Task item: In your copy, repeat the records exactly and leave out the pictures.

Source material:
"""

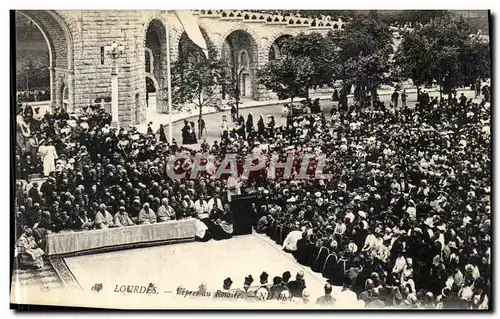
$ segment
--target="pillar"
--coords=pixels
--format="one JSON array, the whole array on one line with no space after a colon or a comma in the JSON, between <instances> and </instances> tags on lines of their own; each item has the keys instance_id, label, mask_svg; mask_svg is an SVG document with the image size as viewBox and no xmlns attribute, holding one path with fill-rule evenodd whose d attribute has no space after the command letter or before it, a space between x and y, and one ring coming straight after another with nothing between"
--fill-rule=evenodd
<instances>
[{"instance_id":1,"label":"pillar","mask_svg":"<svg viewBox=\"0 0 500 319\"><path fill-rule=\"evenodd\" d=\"M111 72L111 125L118 127L118 73L116 71L116 62L113 61L113 69Z\"/></svg>"}]
</instances>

"""

Answer space:
$ segment
--target="pillar"
--coords=pixels
--format="one JSON array, the whole array on one line with no space after a colon or a comma in the JSON, between <instances> and </instances> tags on lines of their own; each item has the keys instance_id, label, mask_svg; mask_svg is an SVG document with the image size as viewBox and no xmlns attribute, holding one path with fill-rule evenodd whose d attribute has no space after the command letter or before it, a space between x and y, and one ring coming straight after another with nothing between"
--fill-rule=evenodd
<instances>
[{"instance_id":1,"label":"pillar","mask_svg":"<svg viewBox=\"0 0 500 319\"><path fill-rule=\"evenodd\" d=\"M111 72L111 125L118 127L118 73L116 71L116 62L113 61L113 69Z\"/></svg>"}]
</instances>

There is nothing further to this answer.